• [ACTIVITY 1] In two sentences, summarize the text on differential privacy against membership inference in federated learning.
• [ACTIVITY 2] Write the next part of the text on differential privacy against membership inference in federated learning, beginning after its final sentence.

Evaluating Differential Privacy Against Membership Inference in Federated Learning: Insights from the NIST Genomics Red Team Challenge
TLDR
This paper evaluates Differential Privacy (DP) against membership inference attacks (MIAs) in Federated Learning, showing a stacking attack can still leak info.
Key contributions
- Evaluates Differential Privacy (DP) against membership inference attacks (MIAs) in Federated Learning.
- Proposes a novel stacking attack strategy using seven black-box estimators to improve MIA accuracy.
- Shows the stacking attack maintains measurable membership leakage even at low DP (ε=200).
- Provides empirical insights into how stacking-based inference degrades across calibrated DP tiers.
Why it matters
This paper is crucial for understanding the true privacy guarantees of Differential Privacy in Federated Learning. It demonstrates that sophisticated membership inference attacks can still leak information, even with DP applied. These insights are vital for designing more robust privacy-preserving systems.

Referring expression pointing data
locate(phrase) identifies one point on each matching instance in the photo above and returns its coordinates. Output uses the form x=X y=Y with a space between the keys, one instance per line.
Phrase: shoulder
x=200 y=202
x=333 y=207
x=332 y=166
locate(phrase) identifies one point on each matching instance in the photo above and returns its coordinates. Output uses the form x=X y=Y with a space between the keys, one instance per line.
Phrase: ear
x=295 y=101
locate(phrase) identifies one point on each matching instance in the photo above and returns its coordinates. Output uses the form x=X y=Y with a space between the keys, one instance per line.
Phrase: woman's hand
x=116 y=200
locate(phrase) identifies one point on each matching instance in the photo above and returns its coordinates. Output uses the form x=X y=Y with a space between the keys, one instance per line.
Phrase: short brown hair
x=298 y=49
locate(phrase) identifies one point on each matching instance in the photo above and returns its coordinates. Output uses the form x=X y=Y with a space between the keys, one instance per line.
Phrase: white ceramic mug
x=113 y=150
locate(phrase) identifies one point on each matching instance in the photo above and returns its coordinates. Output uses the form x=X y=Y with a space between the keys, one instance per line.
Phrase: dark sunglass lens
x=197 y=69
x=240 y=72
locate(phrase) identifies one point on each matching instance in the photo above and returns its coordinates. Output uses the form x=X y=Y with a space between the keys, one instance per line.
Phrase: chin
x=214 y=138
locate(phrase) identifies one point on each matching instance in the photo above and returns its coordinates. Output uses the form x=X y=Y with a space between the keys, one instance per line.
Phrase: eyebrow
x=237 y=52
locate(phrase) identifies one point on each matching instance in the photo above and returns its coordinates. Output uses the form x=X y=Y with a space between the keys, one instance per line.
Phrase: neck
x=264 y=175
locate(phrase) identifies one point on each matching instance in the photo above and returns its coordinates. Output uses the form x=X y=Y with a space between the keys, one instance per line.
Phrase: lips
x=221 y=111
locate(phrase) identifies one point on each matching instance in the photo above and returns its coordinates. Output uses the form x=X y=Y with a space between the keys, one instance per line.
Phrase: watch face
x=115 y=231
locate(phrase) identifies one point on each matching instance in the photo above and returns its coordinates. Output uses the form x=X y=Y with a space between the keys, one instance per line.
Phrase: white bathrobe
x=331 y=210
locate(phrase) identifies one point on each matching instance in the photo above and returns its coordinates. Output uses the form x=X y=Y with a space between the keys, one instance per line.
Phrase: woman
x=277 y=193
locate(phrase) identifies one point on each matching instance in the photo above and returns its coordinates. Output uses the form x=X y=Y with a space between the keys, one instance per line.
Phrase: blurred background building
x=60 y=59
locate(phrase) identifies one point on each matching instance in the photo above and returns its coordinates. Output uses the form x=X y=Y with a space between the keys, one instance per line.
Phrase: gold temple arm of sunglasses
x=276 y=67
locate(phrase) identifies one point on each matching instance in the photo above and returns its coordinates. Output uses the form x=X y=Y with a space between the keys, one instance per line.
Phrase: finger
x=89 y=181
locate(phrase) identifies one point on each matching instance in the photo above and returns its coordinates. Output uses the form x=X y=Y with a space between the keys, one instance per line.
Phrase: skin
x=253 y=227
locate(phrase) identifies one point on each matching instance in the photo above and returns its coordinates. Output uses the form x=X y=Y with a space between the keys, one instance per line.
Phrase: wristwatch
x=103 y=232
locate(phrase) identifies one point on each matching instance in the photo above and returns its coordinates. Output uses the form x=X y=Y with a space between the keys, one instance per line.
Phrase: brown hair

• [RESPONSE 1] The paper evaluates how well Differential Privacy protects against membership inference attacks in Federated Learning. It proposes a stacking attack that combines seven black-box estimators and shows that this attack still causes measurable membership leakage even at a low DP level of ε=200.

• [RESPONSE 2]
Original Abstract
While Federated Learning (FL) mitigates direct data exposure, the resulting trained models remain susceptible to membership inference attacks (MIAs). This paper presents an empirical evaluation of Differential Privacy (DP) as a defense mechanism against MIAs in FL, leveraging the environment of the 2025 NIST Genomics Privacy-Preserving Federated Learning (PPFL) Red Teaming Event. To improve inference accuracy, we propose a stacking attack strategy that ensembles seven black-box estimators to train a meta-classifier on prediction probabilities and cross-entropy losses. We evaluate this methodology against target models under three privacy configurations: an unprotected convolutional neural network (CNN, $ε=\infty$), a low-privacy DP model ($ε=200$), and a high-privacy DP model ($ε=10$). The attack outperforms all baselines in the No DP and Low Privacy settings and, critically, maintains measurable membership leakage at $ε=200$ where a single-signal LiRA baseline collapses. Evaluated on an independent third-party benchmark, these results provide an empirical characterisation of how stacking-based inference degrades across calibrated DP tiers in FL.